● Source:

Synopsis:The Complete Tales & Poems of Edgar Allan Poe is the next edition in the Knickerbocker Classic series, featuring works from the famous gothic American writer. His works span from 1827 to his death in 1849. His often macabre and dark works included “The Raven,” “The Black Cat,” “The Tell-Tale Heart,” and “Annabelle Lee.” For Poe fans worldwide, this stunning gift edition has a full cloth binding, foil blocking on the spine, ribbon marker, and is packaged neatly in an elegant slipcase. The Complete Tales & Poems of Edgar Allan Poe contains every known Poe tale ever written, this deluxe edition boasts the entire Poe catalogue.

Edgar Allan Poe holds multiple distinctions as a writer. First, he invented the detective story. Second, he was a superb poet and short-story writer. Lastly, he was the author of some of the most terrifyingly uncomfortable tales ever penned. This isn’t a bad record for someone who wrote of his writing before his premature death at the age of forty, ‘I have no reason to be ashamed’.

 This volume contains all the poetry and fiction, making it a great starting point for the reader to enjoy the sheer variety of Poe’s short and long works, and for the writer keen to study in depth the skills required to construct compelling horror, mystery and (occasionally) fantasy fiction.

 “The Mystery of Marie Roget”, “The Purloined Letter”, and “The Murders in the Rue Morgue” showcase many traits we would subsequently come to associate with the detective story. The arrogant genius, the amiable sidekick, and the pedestrian investigative skills of the police force were presented together for the first time. It was an intriguing combination that quickly became well established. As a result of Poe’s location choice, a lasting connection exists between Paris and the detective genre, something Agatha Christie cheerfully subverted in her Poirot Mysteries by making her Belgian detective perpetually mistaken for a Frenchman.

● Raw data:

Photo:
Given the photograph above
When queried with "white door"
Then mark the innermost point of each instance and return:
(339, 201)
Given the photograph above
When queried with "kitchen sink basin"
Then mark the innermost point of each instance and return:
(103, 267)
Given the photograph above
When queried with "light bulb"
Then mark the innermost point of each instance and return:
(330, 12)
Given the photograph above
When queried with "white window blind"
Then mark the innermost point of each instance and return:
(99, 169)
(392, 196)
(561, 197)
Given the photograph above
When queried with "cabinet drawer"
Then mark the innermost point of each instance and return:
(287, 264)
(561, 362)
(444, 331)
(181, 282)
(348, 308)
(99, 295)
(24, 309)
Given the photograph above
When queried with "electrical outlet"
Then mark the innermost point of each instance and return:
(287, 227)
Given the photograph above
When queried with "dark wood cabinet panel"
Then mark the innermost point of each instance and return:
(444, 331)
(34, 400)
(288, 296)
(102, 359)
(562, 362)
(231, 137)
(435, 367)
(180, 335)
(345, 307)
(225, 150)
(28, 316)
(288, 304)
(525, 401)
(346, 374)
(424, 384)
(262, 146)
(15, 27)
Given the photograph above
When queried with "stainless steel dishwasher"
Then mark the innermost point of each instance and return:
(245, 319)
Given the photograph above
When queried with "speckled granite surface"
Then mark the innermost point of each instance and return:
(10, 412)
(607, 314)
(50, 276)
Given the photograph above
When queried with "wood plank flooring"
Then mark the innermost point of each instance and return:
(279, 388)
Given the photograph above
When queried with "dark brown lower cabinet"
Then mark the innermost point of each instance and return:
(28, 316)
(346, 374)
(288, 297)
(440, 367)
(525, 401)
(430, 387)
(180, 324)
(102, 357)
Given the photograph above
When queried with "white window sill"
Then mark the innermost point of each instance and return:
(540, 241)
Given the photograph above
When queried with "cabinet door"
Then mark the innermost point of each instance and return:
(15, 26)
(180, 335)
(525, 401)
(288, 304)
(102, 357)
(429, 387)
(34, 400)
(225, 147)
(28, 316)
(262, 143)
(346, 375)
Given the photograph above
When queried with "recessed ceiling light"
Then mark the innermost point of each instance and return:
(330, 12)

* * *

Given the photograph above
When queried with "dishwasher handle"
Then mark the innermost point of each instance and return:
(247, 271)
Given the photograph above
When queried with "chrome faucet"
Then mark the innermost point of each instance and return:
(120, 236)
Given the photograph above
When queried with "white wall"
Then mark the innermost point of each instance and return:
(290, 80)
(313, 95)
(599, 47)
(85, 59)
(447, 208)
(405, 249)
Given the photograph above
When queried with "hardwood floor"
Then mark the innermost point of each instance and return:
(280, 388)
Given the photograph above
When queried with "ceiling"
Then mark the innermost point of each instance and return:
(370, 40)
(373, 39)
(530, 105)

● Work to complete:
Continue the description of the Poe collection, picking up right after its final sentence.

● Output for this task:
 The genius that was Poe’s detective fiction may have emerged spontaneously, but his fantasy and horror fiction (particularly the latter) grew out of an existing tradition in a more time-honoured way. The ‘rules’ of gothic fiction had been established, thoroughly explored, and (some might say) finally exhausted in the decades before Poe’s birth in 1809. However, he built upon these conventions to refresh the horror story by adding greater psychological penetration.

 “The Fall of the House of Usher” showcases many gothic horror features: an ancient family, a terrible home, secrets long husbanded. To this Poe added the inner dimension: an old friend arrives to witness the decline of Roderick Usher, funneling his inner response to the physical and moral environment in a manner more emotionally accessible to the reader than the focus on external action common in gothic horror.

 There’s also a lighter tone to this volume, presented through “The System of Doctor Tarr and Professor Fether”. Poe offers outright bloodthirstiness in stories such as “The Masque of the Red Death”, and psychological torment in “The Pit and the Pendulum”. The outright stories of humour can feel a little forced at times, but this collection ends strongly with “The Narrative of A Gordon Pym”.

5 out of 5 stars.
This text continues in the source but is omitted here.